┏━━

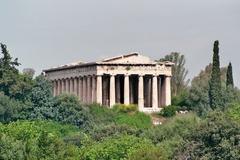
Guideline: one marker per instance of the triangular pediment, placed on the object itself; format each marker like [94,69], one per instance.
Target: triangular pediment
[132,58]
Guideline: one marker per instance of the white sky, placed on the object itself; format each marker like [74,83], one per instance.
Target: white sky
[48,33]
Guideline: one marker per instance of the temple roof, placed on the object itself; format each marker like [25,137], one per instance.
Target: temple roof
[125,59]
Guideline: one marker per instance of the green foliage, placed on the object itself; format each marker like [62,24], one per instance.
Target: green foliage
[12,83]
[125,108]
[216,138]
[70,111]
[105,116]
[36,140]
[168,111]
[181,100]
[101,132]
[171,135]
[179,72]
[138,120]
[215,94]
[229,76]
[115,148]
[179,126]
[42,101]
[233,111]
[9,109]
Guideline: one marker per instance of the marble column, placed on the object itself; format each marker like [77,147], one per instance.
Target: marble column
[99,89]
[54,88]
[63,86]
[126,89]
[67,85]
[140,93]
[70,85]
[93,89]
[80,88]
[84,89]
[168,91]
[154,93]
[59,87]
[112,90]
[75,86]
[89,90]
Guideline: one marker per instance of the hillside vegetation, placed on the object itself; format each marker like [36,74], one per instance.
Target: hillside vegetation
[34,125]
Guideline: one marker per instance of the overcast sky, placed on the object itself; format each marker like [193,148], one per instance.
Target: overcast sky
[46,33]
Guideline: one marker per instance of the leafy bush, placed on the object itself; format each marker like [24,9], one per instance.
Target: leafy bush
[120,147]
[102,115]
[216,138]
[139,120]
[36,140]
[168,111]
[9,109]
[70,111]
[179,126]
[125,108]
[102,132]
[105,116]
[233,111]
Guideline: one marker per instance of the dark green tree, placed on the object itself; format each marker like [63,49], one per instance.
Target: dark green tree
[179,72]
[12,83]
[229,82]
[215,80]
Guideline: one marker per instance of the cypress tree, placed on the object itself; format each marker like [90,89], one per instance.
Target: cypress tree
[215,81]
[229,82]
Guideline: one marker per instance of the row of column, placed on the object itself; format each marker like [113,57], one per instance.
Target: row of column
[165,91]
[82,87]
[89,89]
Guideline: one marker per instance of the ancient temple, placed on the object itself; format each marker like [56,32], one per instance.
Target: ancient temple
[125,79]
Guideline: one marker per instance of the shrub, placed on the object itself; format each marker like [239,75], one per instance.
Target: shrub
[9,109]
[36,140]
[70,111]
[120,147]
[179,126]
[125,108]
[102,115]
[168,111]
[139,120]
[216,138]
[233,111]
[102,132]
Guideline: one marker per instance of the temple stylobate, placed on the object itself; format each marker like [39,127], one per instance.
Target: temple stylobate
[125,79]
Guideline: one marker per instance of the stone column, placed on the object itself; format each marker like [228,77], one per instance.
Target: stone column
[70,85]
[154,93]
[126,89]
[62,86]
[54,88]
[84,93]
[167,91]
[140,93]
[112,90]
[93,89]
[75,86]
[89,90]
[99,89]
[80,88]
[67,85]
[58,87]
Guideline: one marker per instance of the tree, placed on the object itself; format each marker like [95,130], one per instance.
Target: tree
[229,82]
[215,99]
[29,71]
[12,83]
[179,72]
[216,138]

┗━━

## YOUR TASK
Print the listing exactly, pictures excluded.

## TASK ANSWER
Guideline: one marker per instance of the triangular pediment, placed on the object itself; format each marker like [94,69], one per instance.
Target: triangular pediment
[132,58]
Guideline: one marker per instance of the white sky, placed on the object itself; format each marker like [74,83], one per instance.
Target: white sky
[48,33]
Guideline: one marker per instance of the temple roof, placed on the object itself; format each marker like [25,137], one per instance.
Target: temple roof
[125,59]
Guideline: one marker per instance of the green foliage, placed on the object itself; format each marker like [62,24], one per instance.
Target: green foliage
[12,83]
[125,108]
[216,138]
[70,111]
[105,116]
[36,140]
[168,111]
[181,100]
[101,132]
[171,135]
[179,72]
[138,120]
[215,94]
[229,76]
[115,148]
[179,126]
[42,101]
[233,111]
[9,109]
Guideline: one marker per instance of the marble column, placed on the object itself; format each marker like [77,147], one per instance.
Target: marble column
[99,89]
[54,88]
[63,86]
[126,89]
[67,85]
[140,93]
[70,85]
[93,89]
[80,88]
[84,89]
[168,91]
[154,93]
[59,87]
[112,90]
[75,86]
[89,90]
Guideline: one marker per instance of the hillside vegetation, placed on the object itself; format each marker like [36,74], one per instance.
Target: hillside vegetation
[34,125]
Guideline: one marker per instance of the overcast sky, placed on the object itself; format each marker like [193,148], one per instance.
Target: overcast sky
[46,33]
Guideline: one marker per instance of the leafy bush, placed on the object itself; format each marker like [24,9], one per instance.
Target: leafy bush
[120,147]
[102,115]
[216,138]
[139,120]
[36,140]
[168,111]
[9,109]
[70,111]
[179,126]
[125,108]
[102,132]
[105,116]
[233,111]
Guideline: one marker per instance of the dark green tree, placed on the object itself; format each marker like [63,49], one per instance.
Target: dark green tree
[179,72]
[12,83]
[229,82]
[215,80]
Guideline: one marker per instance of the cypress tree, placed on the object itself; format each marker like [90,89], one per instance.
Target: cypress tree
[215,81]
[229,82]
Guideline: one marker per instance of the row of column, placed on the object itself; format each marker like [113,57], one per instance.
Target: row of column
[165,91]
[82,87]
[89,89]
Guideline: one marker per instance of the ancient temple, placed on the object itself; format each marker like [56,32], one per instance.
Target: ancient temple
[125,79]
Guideline: one marker per instance of the shrub, placed on the object itself; format each marker like [239,75], one per instance.
Target: shrub
[9,109]
[36,140]
[70,111]
[120,147]
[179,126]
[125,108]
[102,115]
[168,111]
[139,120]
[216,138]
[233,111]
[102,132]
Guideline: one marker per instance of the temple stylobate, placed on the object itself; format each marker like [39,127], one per instance.
Target: temple stylobate
[125,79]
Guideline: one marker per instance of the stone column, placed on the object itself; format each marker like [228,77], one per instance.
Target: stone column
[70,85]
[154,93]
[126,89]
[62,86]
[54,88]
[84,93]
[167,91]
[140,93]
[112,90]
[93,89]
[75,86]
[89,90]
[99,89]
[80,88]
[67,85]
[58,87]
Guideline: one marker per instance of the tree, placed on the object itself; format each marker like [95,130], one per instance.
Target: tree
[229,82]
[215,99]
[29,71]
[12,83]
[179,72]
[216,138]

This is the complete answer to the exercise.